**Work instruction:** No image is to be carried over; reproduce the rest of the listing word for word.

**The records:**
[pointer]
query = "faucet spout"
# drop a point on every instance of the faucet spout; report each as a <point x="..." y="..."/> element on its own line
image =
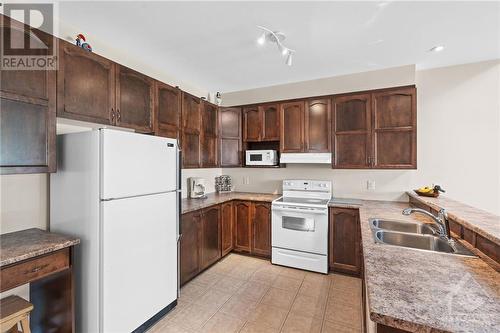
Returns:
<point x="441" y="220"/>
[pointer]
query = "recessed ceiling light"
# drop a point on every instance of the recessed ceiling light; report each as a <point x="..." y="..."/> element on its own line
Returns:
<point x="438" y="48"/>
<point x="276" y="37"/>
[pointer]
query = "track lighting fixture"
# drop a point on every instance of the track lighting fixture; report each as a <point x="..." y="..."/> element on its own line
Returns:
<point x="276" y="37"/>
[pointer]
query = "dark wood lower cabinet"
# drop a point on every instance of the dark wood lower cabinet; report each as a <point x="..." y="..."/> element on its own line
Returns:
<point x="261" y="229"/>
<point x="345" y="241"/>
<point x="211" y="233"/>
<point x="242" y="226"/>
<point x="227" y="227"/>
<point x="210" y="239"/>
<point x="190" y="260"/>
<point x="253" y="228"/>
<point x="200" y="244"/>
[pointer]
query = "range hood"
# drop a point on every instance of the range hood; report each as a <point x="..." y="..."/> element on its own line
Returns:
<point x="306" y="158"/>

**Solution for this exercise:**
[pointer]
query = "faucet spout"
# drop a point on every instance of the faucet spout; report each as a <point x="..." y="..."/> element on its own line
image =
Returns:
<point x="441" y="220"/>
[pointer]
query = "recessed ceiling light"
# drop a point on every instance of the recessed ceiling light; report each as a <point x="..." y="..."/> element on its own line
Returns:
<point x="438" y="48"/>
<point x="276" y="37"/>
[pointer]
query = "track lighting fixture"
# drop a point on every instance of the track lighting fixture; report each as a <point x="..." y="..."/> element on its own line
Returns:
<point x="276" y="37"/>
[pointer]
query = "dark wood lower cabinet"
# drop a point on every instance of the dark wood lower cabinet; report each as a <point x="..." y="..."/> element on its own line
Returns:
<point x="261" y="229"/>
<point x="345" y="241"/>
<point x="211" y="233"/>
<point x="242" y="226"/>
<point x="227" y="227"/>
<point x="210" y="239"/>
<point x="190" y="260"/>
<point x="253" y="228"/>
<point x="200" y="244"/>
[pointer]
query = "range hood"
# drop a point on every instance of the range hood; report each as a <point x="..." y="..."/> element on its own line
Returns:
<point x="306" y="158"/>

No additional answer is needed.